━━━ Excerpted records

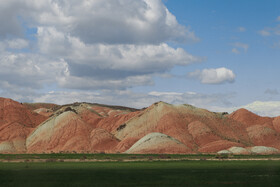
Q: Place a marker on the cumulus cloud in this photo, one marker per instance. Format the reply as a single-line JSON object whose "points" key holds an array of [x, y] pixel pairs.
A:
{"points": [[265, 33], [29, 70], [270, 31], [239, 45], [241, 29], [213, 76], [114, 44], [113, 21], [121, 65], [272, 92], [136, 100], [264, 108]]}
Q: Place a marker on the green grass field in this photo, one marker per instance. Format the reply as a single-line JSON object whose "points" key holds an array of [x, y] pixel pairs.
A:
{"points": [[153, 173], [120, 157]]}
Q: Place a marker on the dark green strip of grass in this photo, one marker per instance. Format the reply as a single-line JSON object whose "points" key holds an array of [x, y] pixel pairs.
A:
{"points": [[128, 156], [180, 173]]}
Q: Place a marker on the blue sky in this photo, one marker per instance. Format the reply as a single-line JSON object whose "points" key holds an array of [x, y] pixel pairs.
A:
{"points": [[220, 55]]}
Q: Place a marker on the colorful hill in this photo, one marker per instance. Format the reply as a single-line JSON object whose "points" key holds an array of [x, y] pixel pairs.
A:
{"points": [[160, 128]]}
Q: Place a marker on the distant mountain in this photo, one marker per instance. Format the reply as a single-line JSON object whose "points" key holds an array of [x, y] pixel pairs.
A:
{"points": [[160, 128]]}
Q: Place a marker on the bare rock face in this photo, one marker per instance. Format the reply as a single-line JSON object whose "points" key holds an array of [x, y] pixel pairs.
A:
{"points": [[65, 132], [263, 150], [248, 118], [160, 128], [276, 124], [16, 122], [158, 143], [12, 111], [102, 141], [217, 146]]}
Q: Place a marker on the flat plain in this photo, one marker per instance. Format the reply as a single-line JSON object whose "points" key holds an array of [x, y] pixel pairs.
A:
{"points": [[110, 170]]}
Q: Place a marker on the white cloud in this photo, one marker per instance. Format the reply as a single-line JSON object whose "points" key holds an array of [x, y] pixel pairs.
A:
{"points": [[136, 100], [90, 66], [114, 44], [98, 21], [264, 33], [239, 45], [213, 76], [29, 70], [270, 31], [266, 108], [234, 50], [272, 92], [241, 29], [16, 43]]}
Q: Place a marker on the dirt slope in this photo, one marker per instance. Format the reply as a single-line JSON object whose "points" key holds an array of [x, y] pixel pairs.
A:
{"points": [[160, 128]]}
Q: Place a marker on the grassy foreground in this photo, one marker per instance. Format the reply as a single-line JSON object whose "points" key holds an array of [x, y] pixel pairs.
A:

━━━━━━

* [Your instructions]
Reproduce every entry above word for word, leaving the pictures out.

* [The reply]
Q: Place a marker on the cumulus cloud in this photo, one marker per instance. Format the reply as a single-line JSON object whose "points" key holds an array of [x, y] pixel pairs.
A:
{"points": [[265, 33], [29, 70], [270, 31], [239, 45], [241, 29], [213, 76], [114, 44], [113, 21], [121, 65], [272, 92], [136, 100], [264, 108]]}
Q: Place a marker on the green grass field in this photo, one marker per instance. Format the reply as a single-line JSON object whose "points" key holds an array of [x, y] pixel pairs.
A:
{"points": [[153, 173], [120, 157]]}
Q: Place a marker on the dark green strip of grass in this photo, one marker per instance. Format the reply as a single-line JSON object whose "points" key holds an array of [x, y] pixel pairs.
A:
{"points": [[128, 156], [180, 173]]}
Q: Place a marker on the blue sky in this photo, one marker per instance. Format the reply as a single-line JSON object whose "points" key holds an array of [x, y] pixel pairs.
A:
{"points": [[220, 55]]}
Q: Place a marker on the colorful hill in this photo, one marker per instance. Format the reply as a single-line JSON object whose "points" key holds an array of [x, y] pixel pairs.
A:
{"points": [[160, 128]]}
Q: Place a marker on the distant mountain in this photo, one marker per instance. Format the reply as a single-line JSON object whose "points" key holds an array of [x, y] pixel pairs.
A:
{"points": [[160, 128]]}
Q: Place a marker on the bare rock face in this photo, one marker per instance. Format the reply as a single-line JSON object whose "points" key holds an array of [x, y] pixel pairs.
A:
{"points": [[65, 132], [263, 150], [248, 118], [160, 128], [276, 124], [16, 122], [158, 143], [12, 111], [102, 141], [217, 146]]}
Q: Place a marker on the flat plain in this photo, one marker per instance. Format the reply as a single-line JSON object whose "points" key holds an array of [x, y] pixel pairs.
A:
{"points": [[110, 170]]}
Q: Place a marker on the white cloud in this photo, one marker per instance. Format the reply as a single-line JSON object whose "points" key holds an array of [x, y] pixel pairs.
A:
{"points": [[136, 100], [90, 66], [114, 44], [98, 21], [264, 33], [239, 45], [213, 76], [29, 70], [270, 31], [266, 108], [234, 50], [272, 92], [241, 29], [16, 43]]}
Q: Place a marker on the dirt slope in this photo, one marker per instance. Format the reply as a single-line JSON object whose "points" key holds an array of [x, y] pixel pairs.
A:
{"points": [[160, 128]]}
Q: Place a marker on the grassy foreground in this photo, one marker per instance. Format the reply as a single-line JSON object whose "points" key holds an array of [x, y] pixel pairs.
A:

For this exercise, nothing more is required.